__Problem description__
Update the listing from its start through the line containing "<point>109,296</point>", replacing "baby's ear" with "baby's nose" and leaving everything else unchanged. Omit the pictures.

--- Provided records ---

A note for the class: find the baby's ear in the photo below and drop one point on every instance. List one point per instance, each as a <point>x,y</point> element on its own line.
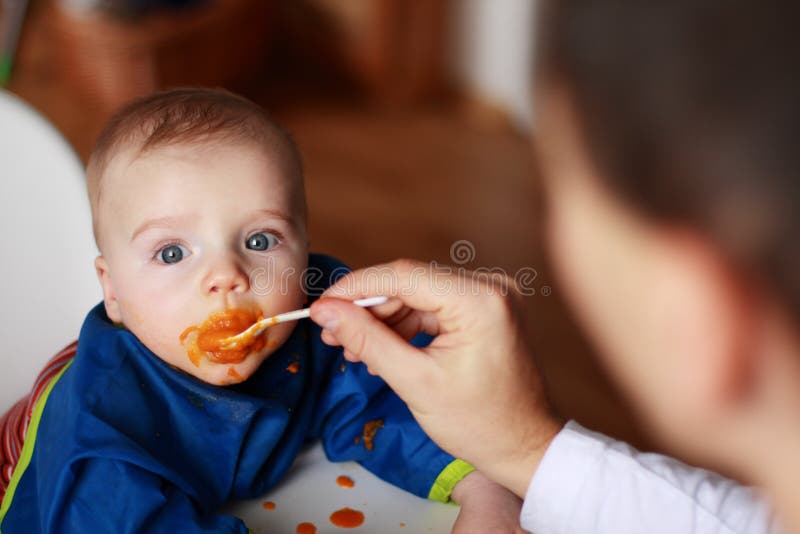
<point>109,296</point>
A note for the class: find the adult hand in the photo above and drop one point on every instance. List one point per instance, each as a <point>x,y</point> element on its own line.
<point>475,389</point>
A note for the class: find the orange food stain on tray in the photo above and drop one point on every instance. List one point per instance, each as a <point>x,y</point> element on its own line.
<point>208,337</point>
<point>370,429</point>
<point>345,482</point>
<point>347,518</point>
<point>306,528</point>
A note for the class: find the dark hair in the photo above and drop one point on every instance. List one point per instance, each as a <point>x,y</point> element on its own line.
<point>690,110</point>
<point>188,115</point>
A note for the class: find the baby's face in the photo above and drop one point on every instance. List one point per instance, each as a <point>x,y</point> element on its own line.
<point>189,231</point>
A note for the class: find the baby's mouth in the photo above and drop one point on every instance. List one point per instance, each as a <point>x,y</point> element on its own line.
<point>206,339</point>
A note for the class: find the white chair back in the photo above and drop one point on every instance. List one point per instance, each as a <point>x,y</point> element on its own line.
<point>46,246</point>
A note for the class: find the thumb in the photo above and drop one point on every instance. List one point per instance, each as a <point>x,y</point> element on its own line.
<point>370,340</point>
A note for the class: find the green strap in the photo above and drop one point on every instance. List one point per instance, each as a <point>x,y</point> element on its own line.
<point>447,480</point>
<point>27,446</point>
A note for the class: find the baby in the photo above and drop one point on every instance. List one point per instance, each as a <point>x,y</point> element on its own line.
<point>199,214</point>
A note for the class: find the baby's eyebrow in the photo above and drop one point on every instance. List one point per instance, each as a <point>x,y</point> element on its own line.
<point>277,214</point>
<point>161,222</point>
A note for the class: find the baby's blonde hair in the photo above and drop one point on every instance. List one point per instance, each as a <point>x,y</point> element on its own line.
<point>188,115</point>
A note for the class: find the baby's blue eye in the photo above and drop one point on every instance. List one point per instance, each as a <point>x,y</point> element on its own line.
<point>172,254</point>
<point>261,241</point>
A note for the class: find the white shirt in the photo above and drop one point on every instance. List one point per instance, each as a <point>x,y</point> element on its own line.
<point>590,483</point>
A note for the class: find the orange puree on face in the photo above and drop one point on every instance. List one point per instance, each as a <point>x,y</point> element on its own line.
<point>306,528</point>
<point>347,518</point>
<point>345,482</point>
<point>206,339</point>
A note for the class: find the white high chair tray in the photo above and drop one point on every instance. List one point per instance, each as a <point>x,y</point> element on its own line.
<point>309,493</point>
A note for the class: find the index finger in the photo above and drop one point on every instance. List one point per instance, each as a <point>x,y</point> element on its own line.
<point>427,287</point>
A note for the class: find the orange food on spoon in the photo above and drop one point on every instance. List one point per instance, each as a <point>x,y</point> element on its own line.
<point>206,339</point>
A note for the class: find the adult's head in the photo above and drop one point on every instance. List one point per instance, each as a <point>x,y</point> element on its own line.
<point>668,133</point>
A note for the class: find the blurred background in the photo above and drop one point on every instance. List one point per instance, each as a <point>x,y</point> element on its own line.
<point>414,118</point>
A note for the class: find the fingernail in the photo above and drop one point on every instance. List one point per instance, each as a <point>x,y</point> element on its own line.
<point>328,319</point>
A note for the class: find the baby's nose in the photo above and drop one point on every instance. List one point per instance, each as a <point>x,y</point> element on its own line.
<point>226,277</point>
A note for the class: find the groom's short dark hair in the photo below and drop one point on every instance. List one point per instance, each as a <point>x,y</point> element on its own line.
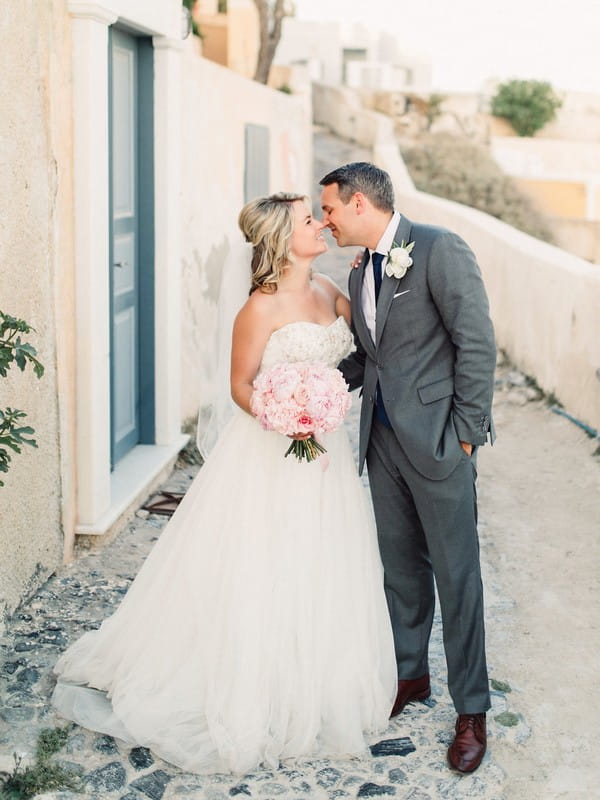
<point>361,176</point>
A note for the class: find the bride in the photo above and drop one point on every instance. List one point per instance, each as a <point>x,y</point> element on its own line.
<point>257,629</point>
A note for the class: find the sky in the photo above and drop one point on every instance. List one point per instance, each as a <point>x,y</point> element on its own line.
<point>469,41</point>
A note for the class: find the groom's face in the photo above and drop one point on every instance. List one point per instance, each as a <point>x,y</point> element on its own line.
<point>341,218</point>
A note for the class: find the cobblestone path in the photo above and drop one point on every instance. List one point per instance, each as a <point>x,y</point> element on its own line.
<point>408,761</point>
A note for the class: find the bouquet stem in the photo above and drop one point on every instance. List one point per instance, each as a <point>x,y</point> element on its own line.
<point>308,449</point>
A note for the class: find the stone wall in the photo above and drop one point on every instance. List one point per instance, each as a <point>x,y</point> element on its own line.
<point>544,301</point>
<point>218,104</point>
<point>36,283</point>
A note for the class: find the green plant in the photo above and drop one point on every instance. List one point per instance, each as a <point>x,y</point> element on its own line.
<point>527,105</point>
<point>43,775</point>
<point>13,435</point>
<point>460,170</point>
<point>189,5</point>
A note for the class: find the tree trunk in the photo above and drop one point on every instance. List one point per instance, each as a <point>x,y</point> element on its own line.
<point>270,24</point>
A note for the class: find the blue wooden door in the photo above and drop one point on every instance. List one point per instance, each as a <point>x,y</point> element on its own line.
<point>124,244</point>
<point>131,261</point>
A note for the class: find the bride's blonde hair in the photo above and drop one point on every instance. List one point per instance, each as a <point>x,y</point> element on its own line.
<point>268,223</point>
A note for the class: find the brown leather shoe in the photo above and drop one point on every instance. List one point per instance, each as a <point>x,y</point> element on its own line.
<point>409,690</point>
<point>468,748</point>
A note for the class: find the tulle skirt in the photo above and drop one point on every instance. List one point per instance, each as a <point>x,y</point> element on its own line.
<point>257,629</point>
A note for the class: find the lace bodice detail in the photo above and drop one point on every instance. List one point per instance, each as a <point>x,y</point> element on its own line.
<point>308,341</point>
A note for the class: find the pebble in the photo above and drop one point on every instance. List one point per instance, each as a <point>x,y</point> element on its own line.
<point>407,760</point>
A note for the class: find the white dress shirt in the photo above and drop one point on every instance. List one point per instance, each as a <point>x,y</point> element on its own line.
<point>368,291</point>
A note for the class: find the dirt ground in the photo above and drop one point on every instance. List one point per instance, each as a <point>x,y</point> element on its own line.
<point>539,508</point>
<point>539,503</point>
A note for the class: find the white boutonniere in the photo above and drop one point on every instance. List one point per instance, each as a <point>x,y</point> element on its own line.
<point>399,259</point>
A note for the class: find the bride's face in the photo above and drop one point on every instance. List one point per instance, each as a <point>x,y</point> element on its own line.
<point>307,239</point>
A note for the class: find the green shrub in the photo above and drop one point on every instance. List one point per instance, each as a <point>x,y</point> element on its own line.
<point>42,776</point>
<point>457,169</point>
<point>13,350</point>
<point>527,105</point>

---

__Response for this exercise__
A note for the class: find the baby's nose in the photo below and drop one point on every instance. List one point per instance, each as a <point>x,y</point> element on its own line.
<point>109,296</point>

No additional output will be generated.